Where does the word "shaped" occur in the entries below? Copy every line that has it.

- _DATA RECORDS_:
----------
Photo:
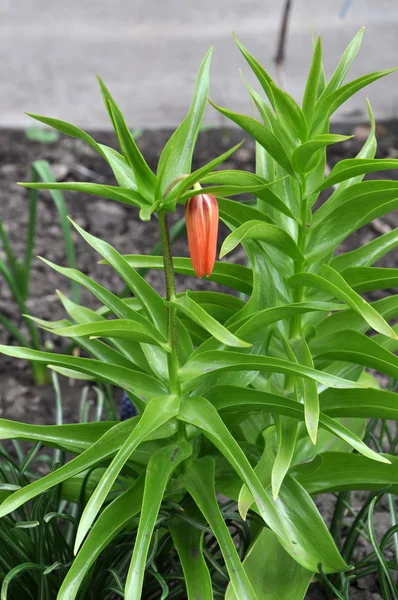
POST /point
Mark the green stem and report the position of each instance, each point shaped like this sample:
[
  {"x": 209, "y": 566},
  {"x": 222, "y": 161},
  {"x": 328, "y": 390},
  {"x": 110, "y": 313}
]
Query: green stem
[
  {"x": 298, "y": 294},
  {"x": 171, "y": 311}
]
----------
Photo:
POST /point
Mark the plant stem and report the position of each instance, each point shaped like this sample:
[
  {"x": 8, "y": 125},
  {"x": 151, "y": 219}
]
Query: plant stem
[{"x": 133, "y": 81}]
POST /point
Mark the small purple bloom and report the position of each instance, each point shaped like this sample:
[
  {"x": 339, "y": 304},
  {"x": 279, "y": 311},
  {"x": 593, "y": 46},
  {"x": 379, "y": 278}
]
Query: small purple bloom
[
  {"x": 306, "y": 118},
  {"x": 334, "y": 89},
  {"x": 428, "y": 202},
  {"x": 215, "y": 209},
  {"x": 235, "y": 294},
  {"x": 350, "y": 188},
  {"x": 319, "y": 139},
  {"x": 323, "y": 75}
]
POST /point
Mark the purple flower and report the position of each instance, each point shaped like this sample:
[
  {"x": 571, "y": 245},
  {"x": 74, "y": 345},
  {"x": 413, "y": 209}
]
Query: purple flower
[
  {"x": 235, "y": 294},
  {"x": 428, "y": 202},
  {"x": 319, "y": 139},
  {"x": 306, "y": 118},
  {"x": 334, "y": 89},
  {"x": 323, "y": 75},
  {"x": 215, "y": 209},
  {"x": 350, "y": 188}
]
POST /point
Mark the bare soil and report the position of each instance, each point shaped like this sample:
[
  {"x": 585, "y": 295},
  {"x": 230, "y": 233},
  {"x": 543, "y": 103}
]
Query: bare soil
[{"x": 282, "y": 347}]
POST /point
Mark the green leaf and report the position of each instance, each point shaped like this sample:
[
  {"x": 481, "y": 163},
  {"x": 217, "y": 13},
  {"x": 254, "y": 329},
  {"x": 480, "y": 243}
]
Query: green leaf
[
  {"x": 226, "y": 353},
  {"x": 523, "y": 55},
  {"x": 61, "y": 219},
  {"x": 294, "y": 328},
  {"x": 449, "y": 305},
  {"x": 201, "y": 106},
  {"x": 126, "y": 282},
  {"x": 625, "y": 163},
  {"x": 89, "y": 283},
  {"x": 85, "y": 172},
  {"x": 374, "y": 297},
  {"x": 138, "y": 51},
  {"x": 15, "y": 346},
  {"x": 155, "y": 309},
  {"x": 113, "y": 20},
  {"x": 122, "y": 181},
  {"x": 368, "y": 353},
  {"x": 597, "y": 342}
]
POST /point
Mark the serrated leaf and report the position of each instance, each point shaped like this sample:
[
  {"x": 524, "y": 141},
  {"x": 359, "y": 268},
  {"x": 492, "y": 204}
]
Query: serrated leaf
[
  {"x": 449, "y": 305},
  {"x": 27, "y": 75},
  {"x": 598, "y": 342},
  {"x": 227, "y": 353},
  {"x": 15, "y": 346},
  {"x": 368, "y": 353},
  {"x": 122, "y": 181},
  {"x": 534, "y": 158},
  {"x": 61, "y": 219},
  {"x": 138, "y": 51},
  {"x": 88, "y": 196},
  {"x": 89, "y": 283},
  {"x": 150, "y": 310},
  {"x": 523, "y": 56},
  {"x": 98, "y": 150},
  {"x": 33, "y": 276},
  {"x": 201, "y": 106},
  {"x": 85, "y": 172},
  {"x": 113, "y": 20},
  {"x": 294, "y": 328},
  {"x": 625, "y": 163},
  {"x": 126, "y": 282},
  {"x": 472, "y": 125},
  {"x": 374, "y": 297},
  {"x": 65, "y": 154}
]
----------
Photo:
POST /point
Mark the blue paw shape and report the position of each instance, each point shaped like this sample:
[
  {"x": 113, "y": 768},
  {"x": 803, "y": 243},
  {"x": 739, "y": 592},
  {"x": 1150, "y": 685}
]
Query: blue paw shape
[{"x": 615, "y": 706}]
----------
- _WRITTEN REPLY_:
Mark the green stem and report the position of each instance, each point shaped like this sample:
Mark the plant stem and report the position of each instance, each point shaped like this sample:
Mark the small purple bloom and report the position of each instance, each point shaped like this sample:
Mark the purple flower and report the position of each instance, each point shaped like this sample:
Mark the bare soil and report the position of each instance, each point shaped like this sample:
Mark the green leaf and report the position of each instance, each point shaped like this sample:
Mark the serrated leaf and report the position of each instance, each point shaped like this sample:
Mark the blue paw shape and report the position of each instance, each point shaped like this sample:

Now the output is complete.